Your task
Give the data again word for word; drop the pictures.

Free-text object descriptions
────────────────────────────────────────

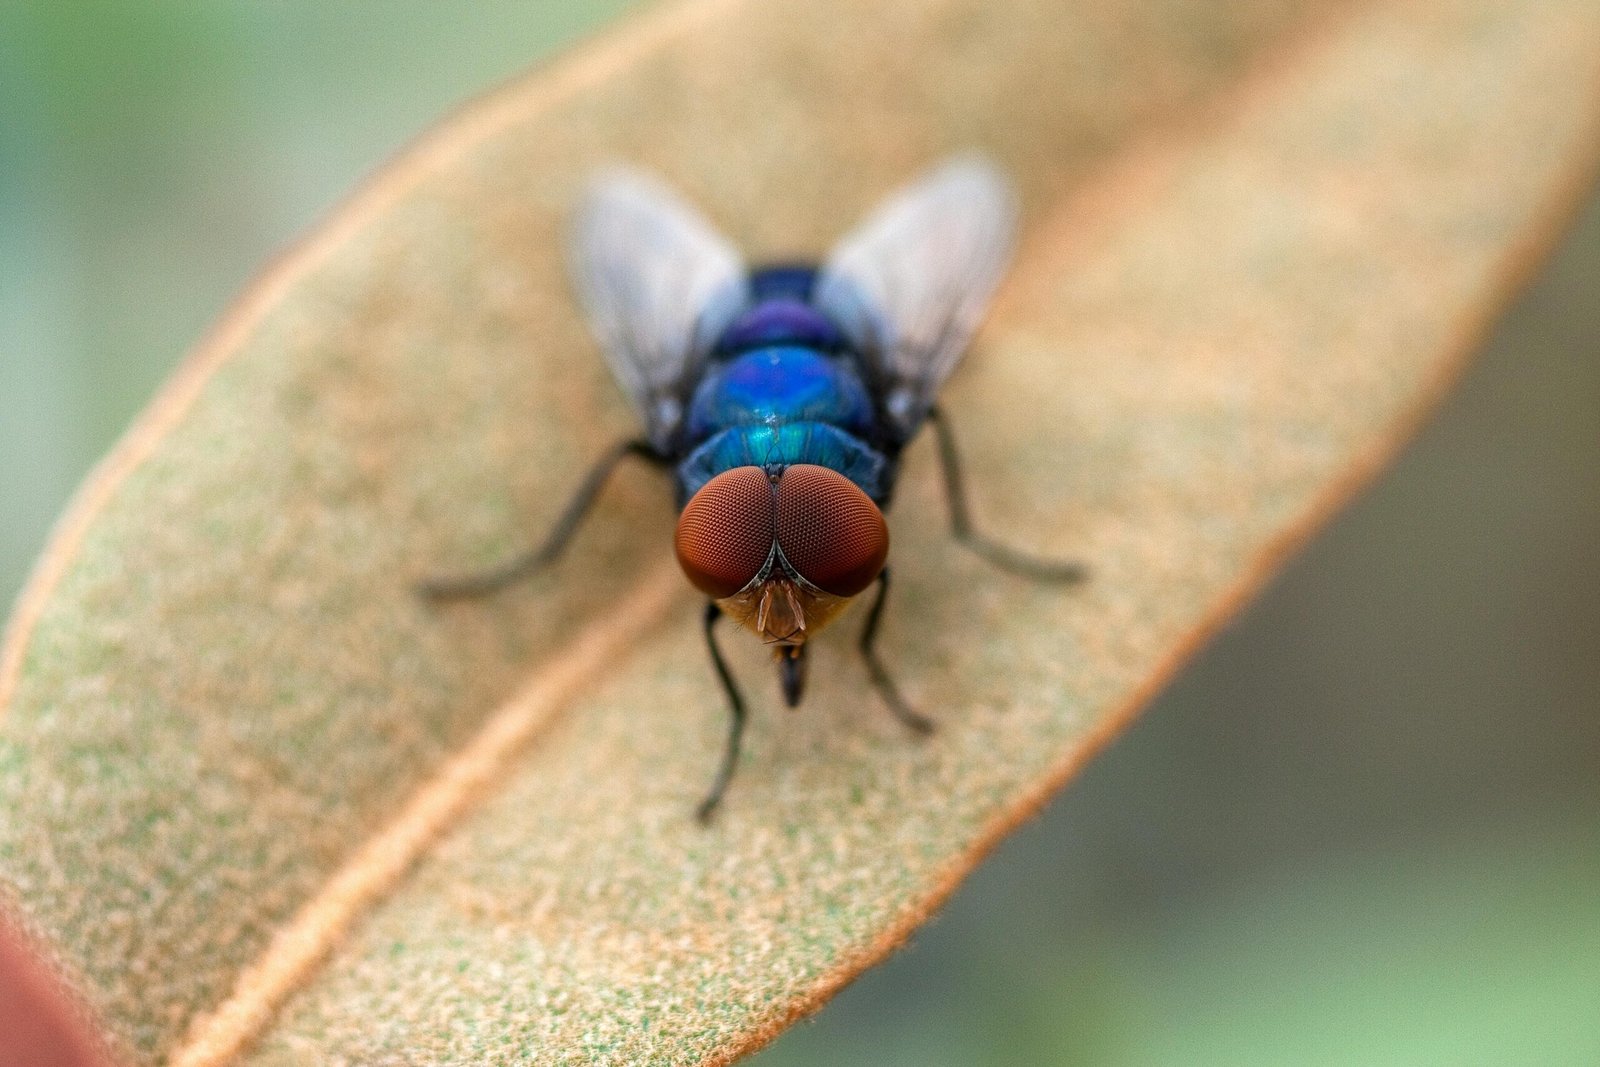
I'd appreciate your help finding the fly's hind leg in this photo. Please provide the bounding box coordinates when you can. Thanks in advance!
[416,437,666,600]
[698,602,748,823]
[859,568,935,735]
[927,405,1088,583]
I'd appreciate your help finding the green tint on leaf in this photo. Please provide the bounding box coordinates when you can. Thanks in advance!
[3,0,1599,1064]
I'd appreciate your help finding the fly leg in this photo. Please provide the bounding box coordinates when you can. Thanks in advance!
[927,405,1088,583]
[859,568,935,735]
[698,602,748,823]
[417,437,666,600]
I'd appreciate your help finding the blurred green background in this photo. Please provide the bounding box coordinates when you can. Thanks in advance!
[2,3,1597,1064]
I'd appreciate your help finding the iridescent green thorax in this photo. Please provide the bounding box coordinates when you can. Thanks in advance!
[675,262,896,505]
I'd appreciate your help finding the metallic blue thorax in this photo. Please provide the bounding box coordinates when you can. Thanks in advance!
[676,267,890,503]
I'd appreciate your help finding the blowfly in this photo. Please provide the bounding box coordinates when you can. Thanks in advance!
[421,155,1086,820]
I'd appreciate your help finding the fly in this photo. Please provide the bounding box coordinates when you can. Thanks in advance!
[420,155,1086,821]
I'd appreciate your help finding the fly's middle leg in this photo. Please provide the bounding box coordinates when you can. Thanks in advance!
[416,437,666,600]
[926,405,1088,584]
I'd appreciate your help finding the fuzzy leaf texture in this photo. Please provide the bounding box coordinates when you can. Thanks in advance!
[3,0,1599,1064]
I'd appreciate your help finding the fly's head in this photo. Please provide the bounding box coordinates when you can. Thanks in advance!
[674,464,888,650]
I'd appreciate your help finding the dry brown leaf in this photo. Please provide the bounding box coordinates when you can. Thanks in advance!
[3,0,1599,1063]
[0,919,119,1067]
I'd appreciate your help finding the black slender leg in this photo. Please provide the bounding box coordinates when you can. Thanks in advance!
[417,437,665,600]
[927,405,1088,583]
[859,568,935,735]
[698,602,748,823]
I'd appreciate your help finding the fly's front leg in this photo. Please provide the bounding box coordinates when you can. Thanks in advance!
[699,602,748,823]
[417,437,665,600]
[927,405,1087,583]
[859,568,934,735]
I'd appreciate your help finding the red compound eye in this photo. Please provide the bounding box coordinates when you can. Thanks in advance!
[675,466,775,598]
[775,465,889,597]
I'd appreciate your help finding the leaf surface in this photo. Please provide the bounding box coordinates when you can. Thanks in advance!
[2,0,1598,1064]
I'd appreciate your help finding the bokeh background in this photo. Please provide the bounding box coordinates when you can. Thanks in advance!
[2,3,1596,1064]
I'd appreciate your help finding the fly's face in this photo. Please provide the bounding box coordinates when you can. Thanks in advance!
[673,464,888,646]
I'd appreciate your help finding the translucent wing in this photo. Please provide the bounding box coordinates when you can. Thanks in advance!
[569,169,748,450]
[815,155,1018,440]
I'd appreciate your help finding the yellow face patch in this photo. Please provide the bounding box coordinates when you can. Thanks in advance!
[716,577,853,647]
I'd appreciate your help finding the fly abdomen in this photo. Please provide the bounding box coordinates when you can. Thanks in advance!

────────────────────────────────────────

Written response
I'd appreciate your help finding the fly's hind leg in this photo. Please provide the bounding box coordinates when you can. Thanks in advance!
[416,437,666,600]
[698,602,748,823]
[859,568,935,735]
[927,405,1088,583]
I'd appreciate your help finding the green tint on leaf in this photo. Please provide the bounding box coordinates when you can. Thanks in advance!
[3,0,1599,1064]
I'd appreciate your help finding the fly leg in this photo. Please provide the bounding box coordinates when you can. Thanks in advance!
[927,405,1088,583]
[859,568,935,735]
[698,602,748,823]
[417,437,666,600]
I'd appreciate your help finding the blurred green background in this photo. Please provide the bounding box coordinates when you can. Thanks in advance!
[2,3,1597,1064]
I'd appreciate your help finding the iridescent green thorax in this photo. Please provide the bounding box coordinates when you can. Thanks in advance!
[675,262,896,505]
I'd appreciate your help finding the metallic blue thorax in this photo. Please provide the bounding box coordinates when you can. Thanks in advance!
[676,267,890,503]
I'd appreciate your help finding the blowfly in this photo. Please provide the bounding box coordinates when you can. Thanks in advance!
[421,155,1086,820]
I'd appreciate your help finding the fly in this photo. Please provide the bounding box coordinates when you can. Thanks in advance!
[420,155,1086,821]
I'd appreciate your help finding the fly's middle leg in this photo. Please provide the bounding box coordinates when you can. Thanks in advance!
[416,437,666,600]
[926,405,1088,584]
I'd appreciate your help finding the fuzzy leaf texture in this photo. Please provide the bounding box coordinates when you can. Thanks in advance!
[3,0,1599,1064]
I'd appreciate your help finding the fly's head in this photo. Please provide the bounding box coordinates when you can. Thanks in advance!
[674,464,888,650]
I'd appreciate your help finding the dry brown leaf in this photo. Please provide the bounding box coordinates when you can. Thanks in advance!
[3,0,1599,1063]
[0,919,119,1067]
I'd appreciate your help finding the black slender leg in this photo. Please provide the bounding box coordinates when you can. Thanks in advance!
[417,437,665,600]
[927,405,1088,583]
[859,568,935,735]
[698,602,748,823]
I'd appreciate your help finding the fly's front leg in this photo. Please provide the bounding box coordinates when you can. Thanks in advance!
[699,602,748,823]
[417,437,665,600]
[927,405,1087,583]
[859,568,934,735]
I'd appreciate your help finding the red compound eye in this photo. Please provide the bounding box coordinates when you can. Thanks in advance!
[675,466,775,598]
[775,465,889,597]
I'd appreciate your help finding the leaf surface in this photo. Please provide the bounding box coordinates when you can. Thanks in advance!
[2,0,1598,1064]
I'd appreciate your help finding the bokeh background in this photo. Please provide the bounding box coordinates when you can. Thanks in advance!
[2,3,1596,1064]
I'd appreciate your help finding the fly's face in this photo. Please provide the bounding box coordinates when you can. Thanks in advance!
[673,464,888,646]
I'd appreciate your help finding the translucent wing in this photo. Please provide the bounding box coordinates when you can. Thanks in advance!
[569,169,748,450]
[815,155,1018,440]
I'd appreciate your help finding the yellow face patch in this photo. Please provide the bounding box coordinates when you can. Thanks in advance!
[716,577,853,647]
I'd appreciate your help finding the fly abdomen in this photo. Please provide the bounding box coordinates when you can. Thanks in advance!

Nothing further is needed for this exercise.